> _Prompt 1_
Answer these questions from the essay on writing.
(a) What does the family in the movie scene do right after their collective sigh?
(b) Which smell is listed among the images that cannot be described with words alone?
(c) Where do the writer's relatives live?
> _Prompt 2_
In the essay on writing, replace "family" with "clan" throughout the part that opens with the words containing "ECHO OF THE EPHEMERAL" and closes with "in the car.", and give that part again.
> _Prompt 3_
Write the next part of the essay on writing, picking up after its final sentence.

> _Source passage_

>>>

On Writing

ECHO OF THE EPHEMERAL

pretty sky 3

There’s a wonderful scene in a Chevy Chase movie where a family has just completed a journey across America to see the Grand Canyon. Having finally arrived, the family gets out of the station wagon, walks to the edge of the abyss and, with their arms around each other, they collectively heave a great, appreciative sigh, then shrug their shoulders and get back into the car to go home. The moment is great comedy because who can’t relate? When something is too overwhelming for words—too intangible, out of reach—even when it is right there in front of us, there is no way to capture it; no amount of drinking it in that can solidify the experience or make it more real. You just can’t eat it. There it is. Time to get back in the car.

There are some images that can just not be described with words alone—the giant gumdrop of a California sunset as it melts into the Pacific Ocean; the smell of Georgia pines after a rain storm; the life and energy of Times Square after the theaters let out; wisps of hair on your shoulder on the first warm day of the year. In trying to describe the ineffable, one relies upon the reader’s own history to fill in the blanks.

Likewise, there are experiences that are so utterly subjective that one can never truly share their worth. And there is always the difficulty of a culture-gap. Manhattan is a concept which is so totally alien to my relatives in rural Texas that, after feebly suggesting various stretches of their imaginations, I often end my explanations with the tired phrase, “You’d have to be there to understand…” I have the same problem explaining the beauty of listening to country music while driving all night down an old, dusty, two lane highway to folks from New York City …They just can’t get it. There’s no point of reference, and the experience is too elusive to capture with mere language.

<<<

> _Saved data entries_
>>>

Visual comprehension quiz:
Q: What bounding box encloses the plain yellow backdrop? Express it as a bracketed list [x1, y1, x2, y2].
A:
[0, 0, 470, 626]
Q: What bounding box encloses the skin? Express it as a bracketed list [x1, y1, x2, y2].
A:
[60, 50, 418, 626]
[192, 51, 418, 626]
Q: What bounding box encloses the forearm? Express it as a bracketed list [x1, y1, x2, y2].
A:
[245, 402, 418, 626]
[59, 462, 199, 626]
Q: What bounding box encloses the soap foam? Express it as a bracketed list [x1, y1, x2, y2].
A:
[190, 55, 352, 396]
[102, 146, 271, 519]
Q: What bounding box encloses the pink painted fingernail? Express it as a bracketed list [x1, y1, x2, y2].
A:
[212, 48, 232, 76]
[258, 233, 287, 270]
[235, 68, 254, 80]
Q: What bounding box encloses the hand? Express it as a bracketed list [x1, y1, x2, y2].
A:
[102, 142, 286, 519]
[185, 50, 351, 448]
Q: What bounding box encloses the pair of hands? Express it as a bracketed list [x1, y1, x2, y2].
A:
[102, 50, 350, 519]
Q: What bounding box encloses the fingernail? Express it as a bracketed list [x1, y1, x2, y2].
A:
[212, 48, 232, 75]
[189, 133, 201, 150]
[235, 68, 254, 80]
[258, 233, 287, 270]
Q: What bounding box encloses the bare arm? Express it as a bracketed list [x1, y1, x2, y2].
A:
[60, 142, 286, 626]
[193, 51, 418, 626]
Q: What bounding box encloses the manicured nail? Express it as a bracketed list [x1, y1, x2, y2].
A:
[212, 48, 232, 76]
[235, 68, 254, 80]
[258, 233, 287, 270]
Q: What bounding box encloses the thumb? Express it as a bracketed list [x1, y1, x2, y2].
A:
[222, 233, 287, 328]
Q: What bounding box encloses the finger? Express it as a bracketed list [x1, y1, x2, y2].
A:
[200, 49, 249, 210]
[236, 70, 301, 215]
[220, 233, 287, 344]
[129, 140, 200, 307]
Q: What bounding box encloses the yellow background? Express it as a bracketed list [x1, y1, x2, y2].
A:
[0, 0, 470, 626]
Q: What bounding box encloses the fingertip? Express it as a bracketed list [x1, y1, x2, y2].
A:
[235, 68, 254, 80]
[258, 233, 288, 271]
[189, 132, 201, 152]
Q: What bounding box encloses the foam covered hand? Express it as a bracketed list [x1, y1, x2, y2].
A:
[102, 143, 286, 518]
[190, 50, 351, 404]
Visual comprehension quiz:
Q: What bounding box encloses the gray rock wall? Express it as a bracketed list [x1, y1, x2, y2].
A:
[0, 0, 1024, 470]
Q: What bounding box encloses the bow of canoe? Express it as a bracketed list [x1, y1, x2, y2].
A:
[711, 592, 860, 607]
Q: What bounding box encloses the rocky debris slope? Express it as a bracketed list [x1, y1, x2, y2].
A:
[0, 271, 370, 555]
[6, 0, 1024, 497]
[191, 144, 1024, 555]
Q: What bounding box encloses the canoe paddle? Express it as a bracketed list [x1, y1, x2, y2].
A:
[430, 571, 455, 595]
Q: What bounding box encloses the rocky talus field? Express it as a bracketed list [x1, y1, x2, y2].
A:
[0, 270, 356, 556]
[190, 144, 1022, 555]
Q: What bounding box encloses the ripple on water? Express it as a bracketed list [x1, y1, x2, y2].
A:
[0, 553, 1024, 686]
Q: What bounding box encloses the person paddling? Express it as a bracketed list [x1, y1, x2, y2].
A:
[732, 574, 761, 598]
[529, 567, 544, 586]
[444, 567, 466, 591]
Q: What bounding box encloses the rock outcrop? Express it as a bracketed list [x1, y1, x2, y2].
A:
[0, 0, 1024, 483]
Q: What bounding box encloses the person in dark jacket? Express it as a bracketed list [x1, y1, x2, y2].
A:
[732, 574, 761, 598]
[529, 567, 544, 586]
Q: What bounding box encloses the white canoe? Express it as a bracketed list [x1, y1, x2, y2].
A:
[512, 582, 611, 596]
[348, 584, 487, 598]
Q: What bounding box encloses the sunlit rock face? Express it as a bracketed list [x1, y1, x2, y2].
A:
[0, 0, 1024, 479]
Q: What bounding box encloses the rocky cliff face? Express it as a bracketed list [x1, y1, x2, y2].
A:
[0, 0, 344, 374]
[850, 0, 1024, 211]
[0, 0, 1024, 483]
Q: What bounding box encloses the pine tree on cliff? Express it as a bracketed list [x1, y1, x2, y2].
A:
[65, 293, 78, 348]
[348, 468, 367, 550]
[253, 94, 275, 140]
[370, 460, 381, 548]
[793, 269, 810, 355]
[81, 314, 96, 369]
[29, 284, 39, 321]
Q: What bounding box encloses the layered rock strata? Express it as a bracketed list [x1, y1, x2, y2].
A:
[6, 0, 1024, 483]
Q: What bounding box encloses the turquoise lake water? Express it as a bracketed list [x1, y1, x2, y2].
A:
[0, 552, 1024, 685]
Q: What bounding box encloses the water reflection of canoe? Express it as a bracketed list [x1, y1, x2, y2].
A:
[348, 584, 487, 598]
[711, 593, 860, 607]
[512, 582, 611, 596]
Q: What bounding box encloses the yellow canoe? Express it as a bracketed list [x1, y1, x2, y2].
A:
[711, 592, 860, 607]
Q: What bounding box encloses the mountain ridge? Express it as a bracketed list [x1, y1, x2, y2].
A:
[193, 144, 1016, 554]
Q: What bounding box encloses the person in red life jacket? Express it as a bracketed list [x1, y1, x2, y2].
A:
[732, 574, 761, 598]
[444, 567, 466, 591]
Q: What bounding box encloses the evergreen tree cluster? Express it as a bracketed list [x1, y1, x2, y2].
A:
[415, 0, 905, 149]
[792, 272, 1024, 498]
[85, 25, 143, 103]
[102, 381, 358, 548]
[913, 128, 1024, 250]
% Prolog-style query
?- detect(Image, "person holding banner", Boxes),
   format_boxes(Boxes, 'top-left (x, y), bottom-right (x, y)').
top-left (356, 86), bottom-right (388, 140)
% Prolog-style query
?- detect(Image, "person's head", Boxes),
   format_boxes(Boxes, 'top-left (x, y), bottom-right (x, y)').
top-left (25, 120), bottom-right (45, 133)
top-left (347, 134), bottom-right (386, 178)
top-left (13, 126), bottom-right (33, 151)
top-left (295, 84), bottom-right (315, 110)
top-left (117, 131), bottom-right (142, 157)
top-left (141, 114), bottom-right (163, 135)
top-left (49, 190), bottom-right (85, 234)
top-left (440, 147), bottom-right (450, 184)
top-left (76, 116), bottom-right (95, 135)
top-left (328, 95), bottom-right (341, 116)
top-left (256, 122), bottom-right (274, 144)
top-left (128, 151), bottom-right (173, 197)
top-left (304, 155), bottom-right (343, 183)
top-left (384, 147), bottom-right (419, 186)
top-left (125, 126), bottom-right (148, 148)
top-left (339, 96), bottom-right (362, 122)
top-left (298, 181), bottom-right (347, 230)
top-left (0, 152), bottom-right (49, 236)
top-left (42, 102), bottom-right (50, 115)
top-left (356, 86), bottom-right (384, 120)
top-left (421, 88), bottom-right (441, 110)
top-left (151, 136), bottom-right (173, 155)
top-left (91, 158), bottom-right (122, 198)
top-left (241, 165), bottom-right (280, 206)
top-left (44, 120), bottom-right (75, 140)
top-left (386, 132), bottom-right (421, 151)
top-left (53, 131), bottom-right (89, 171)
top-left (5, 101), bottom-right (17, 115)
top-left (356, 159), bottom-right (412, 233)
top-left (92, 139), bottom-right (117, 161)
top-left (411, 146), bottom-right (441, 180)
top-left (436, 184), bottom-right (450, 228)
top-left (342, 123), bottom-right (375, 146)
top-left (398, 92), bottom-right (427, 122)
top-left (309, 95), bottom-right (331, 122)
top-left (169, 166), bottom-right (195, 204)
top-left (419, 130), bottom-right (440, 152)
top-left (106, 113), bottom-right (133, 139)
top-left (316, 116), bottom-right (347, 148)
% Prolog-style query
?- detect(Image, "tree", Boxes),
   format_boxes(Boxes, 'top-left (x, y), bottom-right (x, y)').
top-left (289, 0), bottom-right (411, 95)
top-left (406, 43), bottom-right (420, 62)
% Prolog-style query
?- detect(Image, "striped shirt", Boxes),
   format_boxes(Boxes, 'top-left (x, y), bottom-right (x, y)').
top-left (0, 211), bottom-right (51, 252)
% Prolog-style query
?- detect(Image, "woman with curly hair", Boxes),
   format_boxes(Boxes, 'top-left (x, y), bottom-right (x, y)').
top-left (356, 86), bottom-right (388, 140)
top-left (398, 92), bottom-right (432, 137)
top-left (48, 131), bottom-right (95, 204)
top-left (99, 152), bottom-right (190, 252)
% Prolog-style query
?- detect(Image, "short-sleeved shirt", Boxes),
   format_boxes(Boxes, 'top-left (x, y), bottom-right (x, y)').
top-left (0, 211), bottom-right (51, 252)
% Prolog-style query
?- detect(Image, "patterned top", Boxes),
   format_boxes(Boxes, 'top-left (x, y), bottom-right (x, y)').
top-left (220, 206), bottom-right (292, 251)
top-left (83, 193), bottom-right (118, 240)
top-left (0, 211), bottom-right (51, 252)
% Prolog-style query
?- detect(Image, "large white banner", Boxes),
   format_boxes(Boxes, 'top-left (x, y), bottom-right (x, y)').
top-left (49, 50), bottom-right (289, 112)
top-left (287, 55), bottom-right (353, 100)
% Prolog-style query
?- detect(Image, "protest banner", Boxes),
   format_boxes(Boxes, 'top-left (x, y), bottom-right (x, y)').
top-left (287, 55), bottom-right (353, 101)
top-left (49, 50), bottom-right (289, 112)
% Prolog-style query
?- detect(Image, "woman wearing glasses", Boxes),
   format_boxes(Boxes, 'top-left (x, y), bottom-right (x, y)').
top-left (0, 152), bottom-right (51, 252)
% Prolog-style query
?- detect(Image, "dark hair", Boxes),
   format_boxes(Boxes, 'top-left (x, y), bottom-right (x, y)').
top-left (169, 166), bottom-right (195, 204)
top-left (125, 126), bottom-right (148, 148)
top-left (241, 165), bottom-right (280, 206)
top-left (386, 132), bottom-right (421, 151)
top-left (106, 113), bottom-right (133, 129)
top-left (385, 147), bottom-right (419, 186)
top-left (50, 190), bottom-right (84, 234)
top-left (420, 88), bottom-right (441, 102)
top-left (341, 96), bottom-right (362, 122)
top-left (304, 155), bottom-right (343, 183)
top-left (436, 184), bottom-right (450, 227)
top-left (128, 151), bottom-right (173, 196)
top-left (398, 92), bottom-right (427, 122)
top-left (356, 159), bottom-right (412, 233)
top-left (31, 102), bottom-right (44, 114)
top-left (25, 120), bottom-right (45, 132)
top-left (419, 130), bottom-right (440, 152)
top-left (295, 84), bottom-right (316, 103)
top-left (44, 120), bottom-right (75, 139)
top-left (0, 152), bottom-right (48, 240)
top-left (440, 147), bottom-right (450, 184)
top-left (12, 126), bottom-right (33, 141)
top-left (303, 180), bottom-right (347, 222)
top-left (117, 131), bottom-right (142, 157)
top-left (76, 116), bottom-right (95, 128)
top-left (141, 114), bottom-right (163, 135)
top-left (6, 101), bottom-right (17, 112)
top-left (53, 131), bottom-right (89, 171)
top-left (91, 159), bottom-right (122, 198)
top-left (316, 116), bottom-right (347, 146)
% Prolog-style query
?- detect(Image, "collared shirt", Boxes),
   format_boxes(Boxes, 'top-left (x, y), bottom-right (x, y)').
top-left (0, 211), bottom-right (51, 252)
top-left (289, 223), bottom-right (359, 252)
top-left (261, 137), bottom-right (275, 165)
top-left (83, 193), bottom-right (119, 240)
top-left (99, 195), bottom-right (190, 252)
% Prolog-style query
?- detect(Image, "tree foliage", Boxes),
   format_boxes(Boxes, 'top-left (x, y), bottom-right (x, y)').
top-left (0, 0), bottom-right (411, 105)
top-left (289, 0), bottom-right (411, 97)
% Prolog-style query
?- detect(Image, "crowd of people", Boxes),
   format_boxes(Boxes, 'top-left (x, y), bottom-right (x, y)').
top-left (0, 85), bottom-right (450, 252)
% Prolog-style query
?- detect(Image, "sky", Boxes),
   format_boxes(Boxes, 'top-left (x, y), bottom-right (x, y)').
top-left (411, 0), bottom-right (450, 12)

<<<

> _Written response 1_
(a) They shrug their shoulders and get back into the car to go home.
(b) The smell of Georgia pines after a rain storm.
(c) In rural Texas.

> _Written response 2_
ECHO OF THE EPHEMERAL

pretty sky 3

There’s a wonderful scene in a Chevy Chase movie where a clan has just completed a journey across America to see the Grand Canyon. Having finally arrived, the clan gets out of the station wagon, walks to the edge of the abyss and, with their arms around each other, they collectively heave a great, appreciative sigh, then shrug their shoulders and get back into the car to go home. The moment is great comedy because who can’t relate? When something is too overwhelming for words—too intangible, out of reach—even when it is right there in front of us, there is no way to capture it; no amount of drinking it in that can solidify the experience or make it more real. You just can’t eat it. There it is. Time to get back in the car.

> _Written response 3_
What I’d most like to capture and be able to recreate in a way that would resonate for the universal reader is the sensation of a Southern thunderstorm. In attempting to define such an experience, words can only wrap their way around the invisible forces of nature—outlining in the sketchiest, loosest way what is transient and filled with power. Words can describe the warm, salty taste of a gulf breeze, but they cannot convey the electric thrill that every Texan knows when that breeze begins to cartwheel across the shore, damp and full of potential and warning. I can tell you in words of the clouds—rich, blue and gold—slowly gathering into larger, heavier and deeper blue-black and silver groups, crowding each other into cauliflower bunches across the steel-gray sky, rumbling and growling with intensity and a promise of force. But I cannot make you feel the spark of fire that catches when the first flashes of lightning explode inside the clouds and illuminate their edges. I can’t truly capture the sound of those first heavy drops of rain as they land on the windshield of a van or the rhythmic hissing as the wind blows the downpour across the roof. I mean, I can tell you, but if you have no shared context, the images may not come to life for you—no matter how true-to-life.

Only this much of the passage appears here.